# What needs to be done
Rewrite the items below, putting "disconnected pieces" wherever "separate parts" appears and leaving everything else the same.

# Record list
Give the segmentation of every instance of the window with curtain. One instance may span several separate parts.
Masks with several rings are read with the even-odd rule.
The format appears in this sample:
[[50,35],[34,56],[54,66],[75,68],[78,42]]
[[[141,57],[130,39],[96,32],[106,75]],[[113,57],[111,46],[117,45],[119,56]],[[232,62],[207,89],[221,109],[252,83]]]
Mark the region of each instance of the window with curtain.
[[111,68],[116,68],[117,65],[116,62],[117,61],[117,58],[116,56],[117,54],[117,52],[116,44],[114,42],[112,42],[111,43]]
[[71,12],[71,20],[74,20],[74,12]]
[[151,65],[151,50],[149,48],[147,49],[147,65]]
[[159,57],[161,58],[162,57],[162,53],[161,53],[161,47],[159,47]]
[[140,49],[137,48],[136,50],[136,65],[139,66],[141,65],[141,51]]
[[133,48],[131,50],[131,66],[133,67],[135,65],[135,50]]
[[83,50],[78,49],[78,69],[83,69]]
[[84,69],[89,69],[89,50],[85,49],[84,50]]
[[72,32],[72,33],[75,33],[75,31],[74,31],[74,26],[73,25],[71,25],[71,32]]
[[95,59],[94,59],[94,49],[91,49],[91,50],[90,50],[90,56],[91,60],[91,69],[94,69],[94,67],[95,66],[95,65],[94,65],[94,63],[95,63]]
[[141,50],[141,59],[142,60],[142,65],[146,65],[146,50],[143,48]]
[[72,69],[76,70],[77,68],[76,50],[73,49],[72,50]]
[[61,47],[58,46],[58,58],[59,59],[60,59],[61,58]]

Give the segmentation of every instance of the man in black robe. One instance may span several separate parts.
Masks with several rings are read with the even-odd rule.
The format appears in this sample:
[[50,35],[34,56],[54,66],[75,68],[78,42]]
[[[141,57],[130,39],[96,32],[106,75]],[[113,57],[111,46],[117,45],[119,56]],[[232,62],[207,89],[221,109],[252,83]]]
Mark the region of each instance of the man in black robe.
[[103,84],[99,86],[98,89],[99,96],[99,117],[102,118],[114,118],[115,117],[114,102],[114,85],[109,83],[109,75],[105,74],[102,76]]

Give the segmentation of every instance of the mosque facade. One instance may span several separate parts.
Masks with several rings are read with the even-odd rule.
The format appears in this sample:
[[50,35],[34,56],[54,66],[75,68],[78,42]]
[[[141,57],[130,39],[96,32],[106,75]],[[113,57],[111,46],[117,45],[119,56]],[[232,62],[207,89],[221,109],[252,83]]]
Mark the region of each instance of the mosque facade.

# Task result
Give the segmentation of every instance of the window with curtain. One instance may span several disconnected pieces.
Masks with several rings are read with the even-odd rule.
The format appears in this sample:
[[50,35],[34,56],[54,66],[75,68],[78,42]]
[[[141,57],[130,39],[96,32],[106,75]],[[113,57],[111,46],[117,45],[119,56]],[[232,62],[207,89],[221,109],[252,83]]]
Mark the region of each instance of the window with curtain.
[[111,68],[116,68],[117,65],[116,62],[117,61],[117,58],[116,56],[117,54],[117,52],[116,44],[114,42],[112,42],[111,43]]
[[71,12],[71,20],[74,20],[74,12]]
[[151,65],[151,50],[149,48],[147,49],[147,65]]
[[159,57],[161,58],[162,57],[162,53],[161,53],[161,47],[159,47]]
[[140,49],[137,48],[136,50],[136,65],[139,66],[141,65],[141,51]]
[[133,48],[131,50],[131,66],[133,67],[135,65],[135,50]]
[[83,50],[78,49],[78,69],[83,69]]
[[84,69],[89,69],[89,50],[85,49],[84,50]]
[[72,32],[72,33],[75,33],[75,31],[74,31],[74,26],[73,25],[71,25],[71,32]]
[[95,59],[94,59],[94,49],[91,49],[91,50],[90,50],[90,56],[91,60],[91,69],[94,69],[94,67],[95,66],[95,65],[94,65],[94,63],[95,63]]
[[141,50],[141,59],[142,60],[142,65],[146,65],[146,50],[143,48]]
[[72,69],[76,70],[77,68],[76,50],[73,49],[72,50]]
[[61,47],[58,46],[58,58],[59,59],[60,59],[61,58]]

Give the segmentation of every instance of the man in black robe. One instance may span several disconnected pieces.
Masks with several rings are read with the even-odd rule.
The format appears in this sample:
[[50,35],[34,56],[54,66],[75,68],[78,42]]
[[[141,57],[130,39],[96,32],[106,75]],[[113,57],[111,46],[117,45],[119,56]],[[232,62],[207,89],[221,109],[252,83]]]
Mark the region of each instance of the man in black robe.
[[103,84],[99,86],[98,89],[99,96],[99,117],[102,118],[114,118],[115,117],[114,102],[114,85],[109,83],[109,75],[105,74],[102,76]]

Give the segmentation of every instance of the mosque facade. One instance may span several disconnected pieces.
Masks with several rings are read with the even-odd rule.
The format appears in this sample:
[[50,35],[34,56],[54,66],[75,68],[78,42]]
[[[141,57],[130,39],[96,32],[106,75]],[[113,57],[111,46],[117,45],[119,56]],[[232,62],[207,89],[221,109],[252,83]]]
Mark the region of each instance of the mosque facade.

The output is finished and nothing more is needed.